** Start **
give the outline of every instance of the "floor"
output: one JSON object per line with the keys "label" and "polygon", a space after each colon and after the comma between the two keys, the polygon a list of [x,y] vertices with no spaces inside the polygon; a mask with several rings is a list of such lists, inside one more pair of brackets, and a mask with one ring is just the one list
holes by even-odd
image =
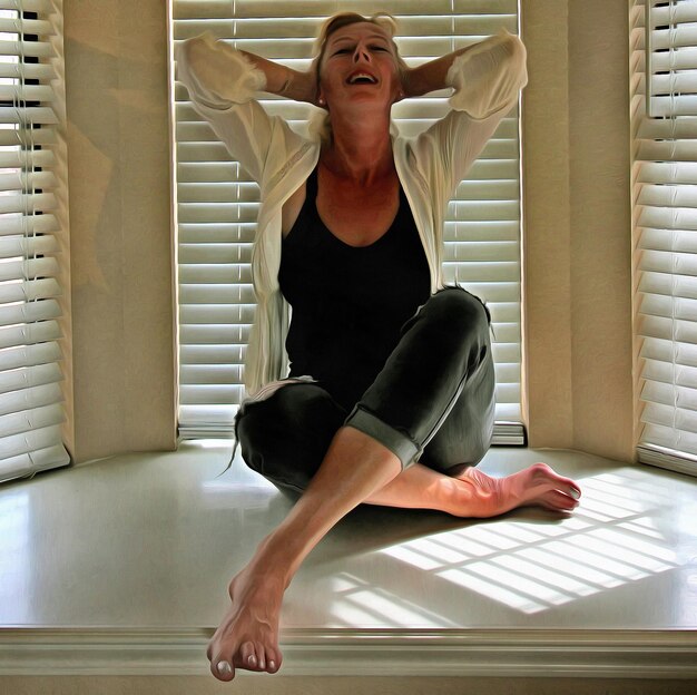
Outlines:
{"label": "floor", "polygon": [[[226,586],[292,506],[227,442],[130,454],[0,487],[0,628],[212,629]],[[286,594],[283,634],[697,628],[697,479],[572,451],[494,448],[579,481],[561,517],[361,507]],[[395,633],[396,634],[396,633]],[[425,633],[424,633],[425,634]]]}
{"label": "floor", "polygon": [[[0,489],[0,625],[216,626],[226,584],[292,501],[225,442]],[[576,478],[568,518],[360,508],[311,555],[283,626],[697,627],[697,481],[569,451],[492,449]]]}

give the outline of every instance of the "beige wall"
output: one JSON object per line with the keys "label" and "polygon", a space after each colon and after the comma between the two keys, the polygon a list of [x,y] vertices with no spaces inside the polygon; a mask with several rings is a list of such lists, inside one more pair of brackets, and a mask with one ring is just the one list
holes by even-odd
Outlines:
{"label": "beige wall", "polygon": [[[175,442],[166,4],[65,0],[78,461]],[[629,461],[627,2],[522,36],[530,443]]]}
{"label": "beige wall", "polygon": [[75,460],[175,446],[165,0],[65,0]]}
{"label": "beige wall", "polygon": [[530,444],[634,460],[628,4],[523,0]]}

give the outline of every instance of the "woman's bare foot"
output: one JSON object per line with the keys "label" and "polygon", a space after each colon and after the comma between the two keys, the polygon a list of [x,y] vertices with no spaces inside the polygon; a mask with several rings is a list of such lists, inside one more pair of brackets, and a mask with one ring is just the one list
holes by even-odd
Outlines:
{"label": "woman's bare foot", "polygon": [[462,515],[468,517],[495,517],[529,506],[572,511],[581,497],[573,480],[558,476],[547,463],[534,463],[505,478],[490,478],[475,468],[468,468],[458,480],[469,487],[464,490]]}
{"label": "woman's bare foot", "polygon": [[232,681],[236,668],[276,673],[281,667],[278,615],[285,581],[269,572],[243,569],[229,584],[233,601],[208,643],[210,672]]}

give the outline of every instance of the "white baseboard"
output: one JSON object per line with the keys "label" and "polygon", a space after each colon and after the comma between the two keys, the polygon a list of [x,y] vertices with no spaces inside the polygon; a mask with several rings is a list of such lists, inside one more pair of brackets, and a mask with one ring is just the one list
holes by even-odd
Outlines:
{"label": "white baseboard", "polygon": [[[205,675],[208,629],[2,628],[0,676]],[[695,630],[287,630],[286,676],[697,678]]]}

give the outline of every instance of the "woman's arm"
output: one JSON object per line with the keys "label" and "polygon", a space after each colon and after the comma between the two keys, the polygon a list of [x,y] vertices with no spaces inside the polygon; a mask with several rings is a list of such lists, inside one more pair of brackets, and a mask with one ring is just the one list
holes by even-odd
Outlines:
{"label": "woman's arm", "polygon": [[286,96],[307,94],[302,74],[243,53],[210,33],[181,41],[175,57],[177,79],[187,88],[193,107],[261,185],[267,172],[273,174],[297,149],[301,136],[282,118],[271,117],[257,102],[258,94],[281,94],[284,86]]}
{"label": "woman's arm", "polygon": [[454,88],[450,112],[412,145],[426,178],[439,182],[439,204],[445,204],[518,102],[528,81],[526,47],[517,36],[501,31],[416,68],[413,77],[412,85],[424,92]]}
{"label": "woman's arm", "polygon": [[264,91],[296,101],[316,104],[317,79],[314,70],[301,72],[247,51],[239,52],[266,77]]}
{"label": "woman's arm", "polygon": [[431,60],[404,76],[404,92],[416,97],[454,87],[450,105],[473,118],[487,118],[511,104],[528,80],[526,47],[514,35],[498,35]]}

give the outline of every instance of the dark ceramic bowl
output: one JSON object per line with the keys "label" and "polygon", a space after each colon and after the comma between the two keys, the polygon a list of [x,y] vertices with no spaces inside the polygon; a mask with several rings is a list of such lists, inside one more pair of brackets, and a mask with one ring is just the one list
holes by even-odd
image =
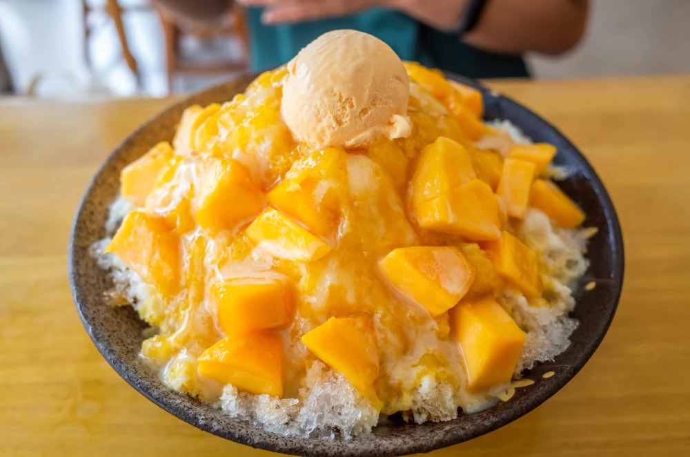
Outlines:
{"label": "dark ceramic bowl", "polygon": [[[451,77],[476,87],[476,82]],[[159,141],[170,139],[182,110],[193,104],[202,106],[230,100],[244,91],[253,78],[240,77],[204,90],[168,108],[144,124],[112,153],[94,177],[79,206],[70,240],[70,280],[77,308],[86,331],[108,362],[135,389],[152,402],[202,430],[254,447],[307,456],[396,456],[426,452],[470,440],[515,420],[553,395],[580,371],[604,338],[613,318],[623,280],[623,243],[618,220],[604,185],[586,159],[558,130],[529,110],[493,91],[484,91],[486,118],[507,119],[537,142],[558,148],[555,162],[567,167],[569,177],[563,190],[584,210],[585,225],[599,228],[591,240],[588,257],[591,266],[578,289],[573,317],[580,325],[572,344],[553,362],[525,373],[535,384],[518,389],[505,402],[475,414],[422,425],[386,421],[368,436],[346,440],[286,438],[252,424],[232,419],[195,398],[179,395],[161,382],[157,373],[139,360],[138,354],[146,324],[129,307],[104,302],[103,291],[111,286],[106,273],[88,253],[89,246],[105,236],[108,206],[118,193],[124,166]],[[597,287],[584,292],[584,284],[595,280]],[[553,371],[548,379],[542,375]]]}

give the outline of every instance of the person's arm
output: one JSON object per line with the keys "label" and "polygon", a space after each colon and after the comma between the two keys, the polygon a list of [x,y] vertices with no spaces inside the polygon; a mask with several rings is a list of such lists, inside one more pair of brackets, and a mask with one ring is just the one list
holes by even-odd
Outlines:
{"label": "person's arm", "polygon": [[[459,15],[453,6],[467,3],[466,0],[392,1],[410,16],[445,30],[457,27],[462,14]],[[488,0],[479,22],[462,39],[495,52],[560,54],[582,38],[589,3],[589,0]]]}
{"label": "person's arm", "polygon": [[[264,6],[267,23],[295,23],[352,14],[367,8],[397,10],[440,30],[456,30],[468,0],[237,0]],[[589,0],[488,0],[475,28],[462,37],[494,52],[564,52],[582,38]]]}

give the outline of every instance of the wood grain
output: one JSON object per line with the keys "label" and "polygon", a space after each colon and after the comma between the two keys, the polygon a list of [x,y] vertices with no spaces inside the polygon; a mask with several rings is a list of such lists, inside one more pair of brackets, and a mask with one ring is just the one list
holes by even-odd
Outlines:
{"label": "wood grain", "polygon": [[[690,455],[690,77],[491,86],[580,146],[619,212],[627,266],[591,360],[524,418],[433,455]],[[172,102],[0,101],[0,455],[259,456],[130,387],[91,344],[66,271],[90,177]]]}

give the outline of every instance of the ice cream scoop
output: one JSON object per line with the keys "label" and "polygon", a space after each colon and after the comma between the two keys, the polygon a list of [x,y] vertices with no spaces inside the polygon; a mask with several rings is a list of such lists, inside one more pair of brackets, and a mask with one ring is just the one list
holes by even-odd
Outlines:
** End **
▸ **THE REQUEST**: Rewrite all of the lines above so that "give the outline" becomes "trace the outline" wherever it occurs, leaving everything else unchanged. Leave the pictures out of your answer.

▸ **FINISHED EXERCISE**:
trace the outline of every instance of the "floor"
output: one JSON object per line with the keys "label" and "polygon", a space after each colon and after the comma between the two keys, the polygon a list of [x,y] vertices with no spaces inside the polygon; a mask with several rings is a list of such lists, inside one more pair of brackets, and a mask with one ring is just the one list
holes by even-odd
image =
Outlines:
{"label": "floor", "polygon": [[[226,586],[292,506],[227,442],[130,454],[0,487],[0,628],[212,629]],[[286,594],[283,634],[697,628],[697,479],[572,451],[494,448],[579,481],[561,517],[361,507]],[[395,633],[396,634],[396,633]],[[425,633],[424,633],[425,634]]]}
{"label": "floor", "polygon": [[[0,489],[0,625],[216,626],[226,584],[292,501],[225,442]],[[576,478],[568,518],[360,508],[311,555],[283,626],[697,627],[697,481],[569,451],[492,449]]]}

trace the outline of every instance of the "beige wall"
output: one JSON object per line with the keys "label" and "polygon", a space after each colon and after the comma between the two keys, the polygon a list of [x,y] vertices with no spaces inside the polygon; a mask with several rings is a list of such lists, inside one more pair of brackets, and a mask with one ring is just the one list
holes by even-odd
Outlines:
{"label": "beige wall", "polygon": [[[175,442],[166,4],[65,0],[78,461]],[[629,461],[627,2],[522,36],[530,443]]]}
{"label": "beige wall", "polygon": [[75,460],[175,446],[165,0],[65,0]]}
{"label": "beige wall", "polygon": [[530,444],[634,460],[628,4],[523,0]]}

trace the outline of every instance of the "woman's bare foot"
output: one JSON object per line with the keys "label" and "polygon", a space after each colon and after the comma between the two keys, the polygon a list of [x,y] vertices with no spaces inside the polygon; a mask with several rings is a list of such lists, inside one more pair of brackets, and a mask with one ring is just the one list
holes by even-odd
Outlines:
{"label": "woman's bare foot", "polygon": [[462,515],[468,517],[495,517],[529,506],[572,511],[581,497],[573,480],[558,476],[547,463],[534,463],[505,478],[490,478],[475,468],[468,468],[458,480],[469,487],[464,490]]}
{"label": "woman's bare foot", "polygon": [[232,681],[236,668],[276,673],[281,667],[278,615],[285,581],[269,572],[243,569],[229,584],[233,601],[208,643],[210,672]]}

trace the outline of every instance of the "white baseboard"
output: one JSON object per line with the keys "label" and "polygon", a space after each colon and after the comma between the two keys, the polygon a list of [x,y] vertices with no spaces inside the polygon; a mask with several rings is a list of such lists, inside one more pair of brackets, and a mask with one ring is just the one list
holes by even-odd
Outlines:
{"label": "white baseboard", "polygon": [[[205,675],[208,629],[2,628],[0,676]],[[695,630],[287,630],[286,676],[697,678]]]}

trace the outline of every instance of the "woman's arm"
output: one JSON object per line with the keys "label" and "polygon", a space after each colon and after the comma between the two keys, the polygon a list of [x,y] vertices with no spaces inside the polygon; a mask with several rings is a list of such lists, inside one more pair of brackets, and a mask with one ring is just the one list
holes by even-odd
Outlines:
{"label": "woman's arm", "polygon": [[286,96],[307,94],[302,74],[243,53],[210,33],[181,41],[175,57],[177,79],[187,88],[193,107],[261,185],[267,172],[273,174],[297,149],[301,136],[282,118],[271,117],[257,102],[258,94],[281,94],[284,86]]}
{"label": "woman's arm", "polygon": [[454,88],[450,112],[412,145],[426,178],[439,182],[439,204],[445,204],[518,102],[528,81],[526,47],[517,36],[501,31],[416,68],[413,77],[412,85],[424,92]]}
{"label": "woman's arm", "polygon": [[264,91],[296,101],[316,104],[317,79],[314,70],[301,72],[247,51],[239,52],[266,77]]}
{"label": "woman's arm", "polygon": [[431,60],[404,76],[404,92],[416,97],[454,87],[450,105],[473,118],[487,118],[511,104],[528,80],[526,47],[514,35],[498,35]]}

trace the outline of every instance of the dark ceramic bowl
output: one JSON object per line with the keys "label" and "polygon", a space after each colon and after the comma between the two keys, the polygon a list of [x,y] vertices with no spaces inside the polygon; a mask with several rings is a list of such lists, inside one more pair of brackets, and a mask with one ring is just the one list
holes by even-odd
image =
Outlines:
{"label": "dark ceramic bowl", "polygon": [[[451,77],[476,87],[476,82]],[[159,141],[170,139],[182,110],[193,104],[202,106],[230,100],[244,91],[253,78],[240,77],[204,90],[168,108],[144,124],[112,153],[94,177],[79,206],[70,240],[70,280],[77,308],[86,331],[108,362],[135,389],[152,402],[202,430],[254,447],[307,456],[396,456],[426,452],[470,440],[515,420],[553,395],[580,371],[604,338],[613,318],[623,280],[623,243],[618,220],[604,185],[586,159],[558,130],[529,110],[493,91],[484,91],[486,118],[507,119],[537,142],[558,148],[555,162],[567,167],[569,177],[563,190],[584,210],[585,225],[599,228],[591,240],[588,257],[591,266],[578,289],[573,317],[580,325],[572,344],[553,362],[525,373],[535,384],[518,389],[505,402],[475,414],[422,425],[386,421],[368,436],[346,440],[286,438],[252,424],[232,419],[195,398],[179,395],[161,382],[157,373],[139,360],[138,354],[146,324],[129,307],[104,302],[103,291],[111,286],[106,273],[88,253],[89,246],[105,236],[108,206],[118,193],[124,166]],[[597,287],[584,292],[584,284],[595,280]],[[553,371],[548,379],[542,375]]]}

trace the outline of every instance of the person's arm
output: one JSON object per line with the keys "label" and "polygon", a space after each colon and after the comma between the two keys, the polygon a list of [x,y] vertices with no spaces inside the polygon; a mask with several rings is a list of such lists, inside one more pair of brackets, and a mask with one ring is just the one list
holes by even-odd
Outlines:
{"label": "person's arm", "polygon": [[[459,15],[453,6],[467,3],[466,0],[392,1],[410,16],[445,30],[457,27],[462,14]],[[488,0],[479,22],[462,39],[495,52],[560,54],[582,38],[589,3],[589,0]]]}
{"label": "person's arm", "polygon": [[[264,6],[267,23],[295,23],[352,14],[367,8],[397,10],[440,30],[456,30],[468,0],[237,0]],[[589,0],[488,0],[475,28],[462,37],[494,52],[564,52],[582,38]]]}

trace the outline of every instance of the wood grain
output: one JSON object per line with the keys "label" and "polygon", a space after each colon and after the comma between the two keys, the polygon a list of [x,y] vertices with no spaces inside the polygon; a mask with several rings is a list of such lists, inside one more pair of brackets, and a mask with one ring is just the one list
holes by even-odd
Outlines:
{"label": "wood grain", "polygon": [[[690,455],[690,77],[491,86],[580,146],[619,212],[627,266],[591,360],[524,418],[433,455]],[[172,102],[0,101],[0,455],[259,456],[130,387],[91,344],[66,271],[90,177]]]}

trace the outline of every instance of the ice cream scoop
output: one JSON object per line with the keys "label" and "polygon", a space after each colon and after the comma between the two keys, the polygon a list of [x,y] vertices with no spaces inside the polygon; a mask with several rings is a list of such lists, inside one more pair of brackets, and a mask with one ring is just the one list
holes by even-odd
Outlines:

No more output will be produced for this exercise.